:: Passage shown ::
++++++++

Thread: Going from a DB using SQL_ASCII to UNICODE

Going from a DB using SQL_ASCII to UNICODE

From
"Dion Almaer"
Date:
Hi -

We are running PostgreSQL 7.1.4, and are finally upgrading... to 7.4.2.

While we do this upgrade, we also want to make create our DB as UNICODE (we
are having problems with SQL_ASCII where we get a bunch of ? marks).

When we try to import the data from a SQL_ASCII dumped db, into the new
UNICODE db, everything freaks out.
We get errors restoring from dumps that used COPY and with INSERT.

We also tried to use the 7.4 pg_dump to make sure that it wasn't a problem
with the old pg_dump.

The errors are:

- ERROR:  missing data for column "noiselevel"
- CONTEXT:  COPY messages, line 1: "4393  -1      1441    14147   0
2000-10-12 18:30:58-05  EJB Design Questions    \N      Hi,"
- FATAL:  invalid frontend message type 60
- ERROR:  invalid byte sequence for encoding "UNICODE": 0xe9616c

Anyway, if anyone has any recommendations on how to migrate from SQL_ASCII
to UNICODE, with the knowledge that we are going from 7.1 to 7.4 at the same
time.... You will be life-savers!

Cheers,

Dion


Re: Going from a DB using SQL_ASCII to UNICODE

From
Tom Lane
Date:
"Dion Almaer" <dion@almaer.com> writes:
> When we try to import the data from a SQL_ASCII dumped db, into the new
> UNICODE db, everything freaks out.

I'm no expert on this stuff, but I think what you need to do is add

    set client_encoding = sql_ascii;

to the top of the dump file.  (As of fairly recently, pg_dump will
automatically add such a SET, but I'm pretty sure 7.4.2 won't.)

If that doesn't help, then what you have is actually not valid UTF-8
data, and what you'll have to do is figure out what encoding it's in and
specify that instead.  If it's in a mishmash of different encodings,
you're in for some pain :-(

            regards, tom lane

Re: Going from a DB using SQL_ASCII to UNICODE

From
"Dion Almaer"
Date:
Tom,

I will try to add "set client_encoding = sql_ascii;" and pray :)

Cheers,

Dion

> -----Original Message-----
> From: Tom Lane [mailto:tgl@sss.pgh.pa.us]
> Sent: Monday, April 19, 2004 9:21 PM
> To: Dion Almaer
> Cc: pgsql-admin@postgresql.org; 'Lloyd Benson'; Eric Preston
> Subject: Re: [ADMIN] Going from a DB using SQL_ASCII to UNICODE
>
> "Dion Almaer" <dion@almaer.com> writes:
> > When we try to import the data from a SQL_ASCII dumped db, into the
> > new UNICODE db, everything freaks out.

++++++++

:: Dataset excerpts ::

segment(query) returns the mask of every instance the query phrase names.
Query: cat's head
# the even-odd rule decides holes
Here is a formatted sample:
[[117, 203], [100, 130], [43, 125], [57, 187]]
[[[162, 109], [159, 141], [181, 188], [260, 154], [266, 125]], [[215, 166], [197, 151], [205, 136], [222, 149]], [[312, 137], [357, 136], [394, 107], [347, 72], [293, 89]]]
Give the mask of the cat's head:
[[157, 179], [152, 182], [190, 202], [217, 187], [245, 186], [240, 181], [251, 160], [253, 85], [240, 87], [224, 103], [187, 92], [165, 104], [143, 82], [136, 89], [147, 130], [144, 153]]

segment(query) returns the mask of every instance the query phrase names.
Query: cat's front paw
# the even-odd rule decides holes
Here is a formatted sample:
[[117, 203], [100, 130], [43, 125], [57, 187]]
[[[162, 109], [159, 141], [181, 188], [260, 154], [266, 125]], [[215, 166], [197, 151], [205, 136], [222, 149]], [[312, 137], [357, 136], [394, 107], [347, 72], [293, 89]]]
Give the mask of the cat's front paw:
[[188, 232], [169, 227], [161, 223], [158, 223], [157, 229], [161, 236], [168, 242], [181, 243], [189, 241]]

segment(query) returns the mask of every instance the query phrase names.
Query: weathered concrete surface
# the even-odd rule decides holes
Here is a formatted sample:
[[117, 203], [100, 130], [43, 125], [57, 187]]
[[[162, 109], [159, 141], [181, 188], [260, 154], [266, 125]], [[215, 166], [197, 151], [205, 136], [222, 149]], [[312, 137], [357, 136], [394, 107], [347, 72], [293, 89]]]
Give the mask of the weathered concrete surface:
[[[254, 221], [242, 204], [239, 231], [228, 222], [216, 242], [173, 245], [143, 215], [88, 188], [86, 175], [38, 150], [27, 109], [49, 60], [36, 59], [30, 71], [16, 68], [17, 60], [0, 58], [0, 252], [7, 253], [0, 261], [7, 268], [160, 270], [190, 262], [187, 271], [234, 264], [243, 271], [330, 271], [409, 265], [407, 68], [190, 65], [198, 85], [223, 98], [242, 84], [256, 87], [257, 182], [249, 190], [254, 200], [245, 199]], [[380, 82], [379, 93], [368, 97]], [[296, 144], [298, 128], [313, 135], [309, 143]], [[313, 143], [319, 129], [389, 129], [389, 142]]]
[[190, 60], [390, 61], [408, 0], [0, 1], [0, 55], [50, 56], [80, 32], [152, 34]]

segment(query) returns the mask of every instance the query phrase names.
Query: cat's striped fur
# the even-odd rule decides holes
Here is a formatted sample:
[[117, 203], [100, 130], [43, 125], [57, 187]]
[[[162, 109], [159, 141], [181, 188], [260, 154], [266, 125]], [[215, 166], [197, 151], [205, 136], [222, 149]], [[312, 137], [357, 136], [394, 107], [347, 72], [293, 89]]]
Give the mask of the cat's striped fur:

++++++++

:: Instruction ::
In the PostgreSQL encoding thread, list every message from the error list that is labeled "ERROR" or "FATAL." The records have nothing to do with the PostgreSQL encoding thread.

:: Output ::
- ERROR: missing data for column "noiselevel"
- FATAL: invalid frontend message type 60
- ERROR: invalid byte sequence for encoding "UNICODE": 0xe9616c